Referring expression data:
────────

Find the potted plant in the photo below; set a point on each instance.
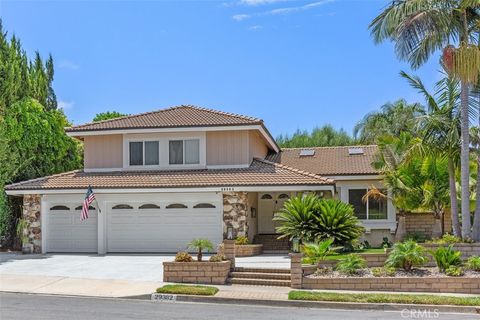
(199, 245)
(22, 233)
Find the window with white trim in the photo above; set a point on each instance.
(184, 151)
(144, 153)
(371, 209)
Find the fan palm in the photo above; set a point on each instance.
(392, 119)
(419, 28)
(439, 129)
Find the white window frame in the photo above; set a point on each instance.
(184, 153)
(143, 165)
(367, 204)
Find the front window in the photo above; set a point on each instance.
(372, 209)
(144, 153)
(184, 151)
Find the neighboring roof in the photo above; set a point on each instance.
(174, 117)
(329, 161)
(260, 173)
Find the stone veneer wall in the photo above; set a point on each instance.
(235, 211)
(423, 223)
(31, 213)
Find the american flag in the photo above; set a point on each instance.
(89, 197)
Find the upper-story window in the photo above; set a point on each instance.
(144, 153)
(184, 151)
(371, 209)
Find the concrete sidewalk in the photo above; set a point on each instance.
(127, 288)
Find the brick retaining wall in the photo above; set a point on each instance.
(467, 249)
(438, 284)
(196, 272)
(248, 250)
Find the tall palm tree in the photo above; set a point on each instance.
(439, 129)
(392, 119)
(419, 28)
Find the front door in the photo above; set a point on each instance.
(270, 203)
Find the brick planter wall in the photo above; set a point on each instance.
(447, 285)
(248, 250)
(196, 272)
(467, 249)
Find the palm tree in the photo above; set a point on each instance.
(439, 129)
(419, 28)
(392, 119)
(475, 135)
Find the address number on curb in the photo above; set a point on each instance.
(164, 297)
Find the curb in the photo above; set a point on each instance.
(331, 304)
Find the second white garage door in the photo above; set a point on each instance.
(164, 223)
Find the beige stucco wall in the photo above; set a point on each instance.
(227, 147)
(257, 148)
(103, 151)
(252, 222)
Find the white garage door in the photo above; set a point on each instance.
(164, 223)
(66, 233)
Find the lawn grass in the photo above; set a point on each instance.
(365, 251)
(384, 298)
(188, 289)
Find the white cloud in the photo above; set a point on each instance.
(67, 64)
(258, 2)
(281, 11)
(240, 17)
(65, 105)
(299, 8)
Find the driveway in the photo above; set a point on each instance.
(132, 267)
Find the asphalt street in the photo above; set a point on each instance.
(26, 306)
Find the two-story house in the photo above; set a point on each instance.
(163, 178)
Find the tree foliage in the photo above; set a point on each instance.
(107, 115)
(325, 136)
(32, 138)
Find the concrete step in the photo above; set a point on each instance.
(259, 282)
(262, 270)
(260, 275)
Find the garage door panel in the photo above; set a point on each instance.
(163, 230)
(67, 233)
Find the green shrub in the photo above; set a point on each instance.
(323, 271)
(200, 245)
(315, 252)
(351, 264)
(386, 243)
(183, 256)
(473, 263)
(454, 271)
(383, 271)
(406, 255)
(241, 240)
(417, 236)
(446, 239)
(217, 258)
(312, 219)
(446, 257)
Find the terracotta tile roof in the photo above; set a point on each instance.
(179, 116)
(328, 161)
(260, 173)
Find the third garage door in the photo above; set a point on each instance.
(164, 223)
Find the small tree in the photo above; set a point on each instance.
(200, 245)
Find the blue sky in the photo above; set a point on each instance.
(295, 64)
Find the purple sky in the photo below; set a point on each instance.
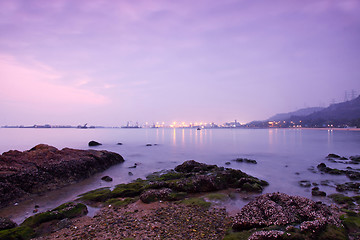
(109, 62)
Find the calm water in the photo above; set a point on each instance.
(283, 155)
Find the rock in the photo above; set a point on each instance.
(281, 209)
(246, 160)
(316, 192)
(332, 155)
(6, 223)
(45, 167)
(348, 186)
(63, 223)
(193, 166)
(263, 235)
(94, 143)
(153, 195)
(305, 183)
(106, 179)
(355, 158)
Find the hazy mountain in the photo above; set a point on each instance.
(299, 113)
(344, 111)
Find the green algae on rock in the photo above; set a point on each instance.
(171, 185)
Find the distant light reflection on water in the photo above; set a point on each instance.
(283, 155)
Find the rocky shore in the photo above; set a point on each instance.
(175, 204)
(44, 168)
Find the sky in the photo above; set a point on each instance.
(106, 62)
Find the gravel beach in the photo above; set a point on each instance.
(159, 220)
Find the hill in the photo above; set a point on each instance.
(339, 115)
(299, 113)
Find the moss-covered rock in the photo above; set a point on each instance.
(18, 233)
(97, 195)
(351, 221)
(67, 210)
(6, 223)
(216, 196)
(197, 202)
(118, 202)
(341, 199)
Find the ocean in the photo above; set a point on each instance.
(284, 156)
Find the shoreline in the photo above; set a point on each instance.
(112, 202)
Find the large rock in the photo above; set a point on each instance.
(6, 223)
(45, 168)
(281, 209)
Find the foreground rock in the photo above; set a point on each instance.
(6, 223)
(46, 222)
(165, 220)
(44, 168)
(189, 177)
(287, 212)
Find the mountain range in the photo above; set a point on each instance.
(338, 115)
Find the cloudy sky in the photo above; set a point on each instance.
(109, 62)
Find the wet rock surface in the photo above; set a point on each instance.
(170, 185)
(281, 209)
(245, 160)
(6, 223)
(44, 168)
(153, 221)
(94, 144)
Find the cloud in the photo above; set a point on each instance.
(39, 84)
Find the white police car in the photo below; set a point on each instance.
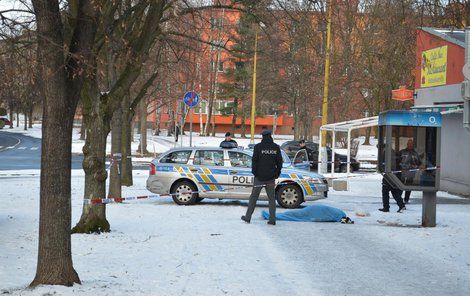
(191, 174)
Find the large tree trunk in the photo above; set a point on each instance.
(234, 117)
(142, 149)
(116, 140)
(126, 163)
(82, 130)
(158, 113)
(61, 93)
(93, 219)
(243, 131)
(30, 115)
(11, 116)
(367, 137)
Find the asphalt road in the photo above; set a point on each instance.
(20, 152)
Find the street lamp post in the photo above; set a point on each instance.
(253, 98)
(324, 119)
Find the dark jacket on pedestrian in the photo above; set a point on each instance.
(228, 144)
(266, 160)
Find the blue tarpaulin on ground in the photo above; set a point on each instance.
(313, 213)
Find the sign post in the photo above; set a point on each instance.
(191, 99)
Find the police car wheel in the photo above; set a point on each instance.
(289, 196)
(182, 193)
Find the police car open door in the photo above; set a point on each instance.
(209, 170)
(240, 177)
(300, 160)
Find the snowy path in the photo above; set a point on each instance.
(158, 248)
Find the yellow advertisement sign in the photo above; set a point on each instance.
(434, 67)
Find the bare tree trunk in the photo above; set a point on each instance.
(243, 131)
(30, 123)
(234, 117)
(61, 94)
(158, 114)
(367, 137)
(82, 130)
(93, 219)
(171, 121)
(116, 143)
(126, 163)
(11, 116)
(142, 149)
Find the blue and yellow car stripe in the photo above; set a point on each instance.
(205, 177)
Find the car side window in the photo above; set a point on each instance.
(180, 157)
(240, 160)
(209, 158)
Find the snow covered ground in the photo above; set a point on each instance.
(159, 248)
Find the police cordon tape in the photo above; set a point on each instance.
(434, 168)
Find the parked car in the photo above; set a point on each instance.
(292, 147)
(4, 122)
(193, 173)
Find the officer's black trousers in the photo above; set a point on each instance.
(258, 185)
(396, 193)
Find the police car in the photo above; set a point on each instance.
(192, 174)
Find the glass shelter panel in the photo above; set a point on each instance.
(413, 155)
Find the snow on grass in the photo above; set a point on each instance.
(158, 248)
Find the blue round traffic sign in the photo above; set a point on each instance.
(191, 99)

────────

*ACTION ITEM*
Go back to the data above and please quote exactly, and only, the lines from the line with "Find the parked" through its last line.

*SOLUTION FOR THIS PROBLEM*
Find the parked car in the photo above; set a point on each instance.
(292, 147)
(4, 122)
(193, 173)
Find the officer's black trousers in the photo above; set a point on each instance.
(258, 185)
(396, 193)
Find the police car in the photo above; set a point on each instance.
(192, 174)
Find the glass shelter panel in the photo above; set a point on each instance.
(413, 155)
Find the snow on grass in the photo above; set a point on each instance.
(158, 248)
Find the blue round traffic sign in the photo above; set a point on each instance.
(191, 99)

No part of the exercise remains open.